Required work: Copy out the records precisely, omitting pictures.

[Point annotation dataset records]
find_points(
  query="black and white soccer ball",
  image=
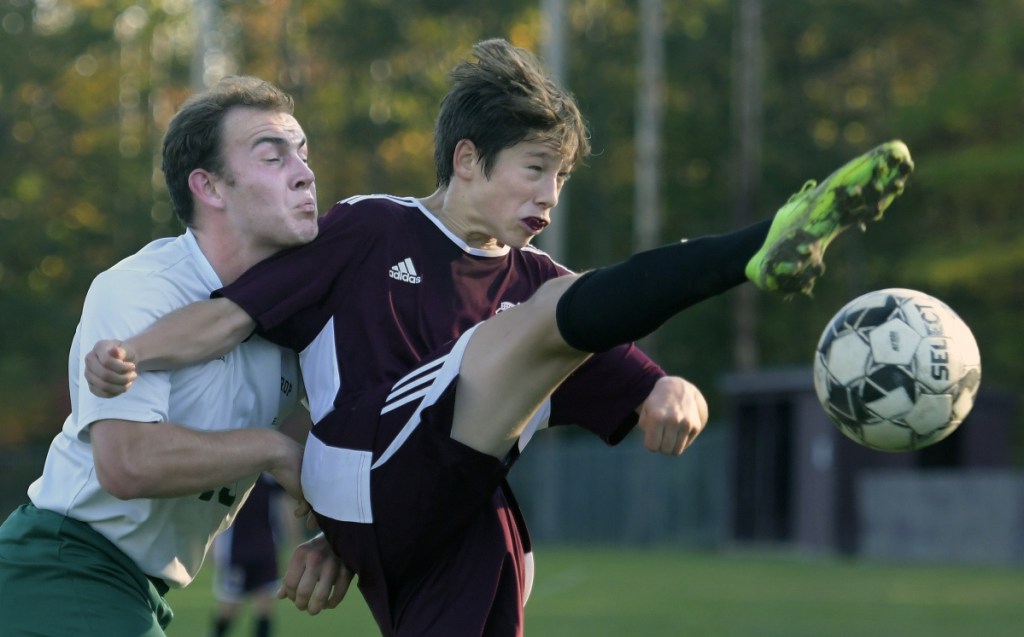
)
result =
(897, 370)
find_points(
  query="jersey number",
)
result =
(224, 496)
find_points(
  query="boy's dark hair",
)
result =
(502, 97)
(195, 134)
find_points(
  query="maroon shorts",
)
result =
(426, 522)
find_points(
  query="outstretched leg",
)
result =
(515, 359)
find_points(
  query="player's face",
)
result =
(514, 204)
(268, 190)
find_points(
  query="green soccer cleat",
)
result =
(791, 259)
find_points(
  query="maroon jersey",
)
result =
(373, 306)
(385, 284)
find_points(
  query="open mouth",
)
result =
(536, 224)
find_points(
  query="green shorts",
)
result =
(58, 577)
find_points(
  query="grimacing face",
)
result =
(513, 204)
(269, 189)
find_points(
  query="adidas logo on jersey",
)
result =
(404, 270)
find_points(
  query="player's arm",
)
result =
(164, 460)
(198, 332)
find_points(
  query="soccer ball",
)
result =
(897, 370)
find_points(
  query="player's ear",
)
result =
(465, 159)
(204, 185)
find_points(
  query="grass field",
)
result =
(638, 592)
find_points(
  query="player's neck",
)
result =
(228, 256)
(445, 206)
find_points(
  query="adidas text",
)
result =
(404, 271)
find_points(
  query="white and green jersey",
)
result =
(255, 385)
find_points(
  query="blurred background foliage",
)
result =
(87, 87)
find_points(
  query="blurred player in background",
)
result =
(435, 341)
(245, 559)
(134, 490)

Answer to this exercise:
find_points(
  query="black and white soccer ball",
  image=
)
result =
(897, 370)
find_points(
  query="jersey number",
)
result =
(224, 496)
find_points(
  query="boy's dark hair",
)
result =
(502, 97)
(195, 134)
find_points(
  query="maroon shorts",
)
result =
(426, 522)
find_points(
  query="outstretched leg",
)
result =
(515, 359)
find_points(
  query="player's face",
)
result =
(514, 204)
(268, 190)
find_points(
  query="green soccer cleat",
)
result =
(791, 259)
find_points(
  query="maroon jersey",
)
result =
(373, 306)
(385, 284)
find_points(
  query="open mouth",
)
result =
(536, 224)
find_points(
  query="green shorts",
)
result =
(58, 577)
find_points(
  query="grimacing face",
)
result =
(513, 204)
(269, 189)
find_points(
  query="adidas logo on jersey",
)
result =
(404, 270)
find_points(
  query="player's arm",
)
result =
(164, 460)
(198, 332)
find_points(
  query="soccer ball",
)
result =
(897, 370)
find_points(
  query="player's ear",
)
result =
(465, 159)
(204, 185)
find_points(
  query="grass field",
)
result =
(638, 592)
find_points(
  query="player's neck",
)
result =
(228, 256)
(445, 206)
find_points(
  query="adidas text",
)
result =
(404, 271)
find_points(
  query="white and green jersey",
)
result =
(255, 385)
find_points(
  query="blurred background foliage",
)
result =
(87, 87)
find_points(
  query="blurred player in background",
)
result =
(435, 341)
(245, 559)
(134, 490)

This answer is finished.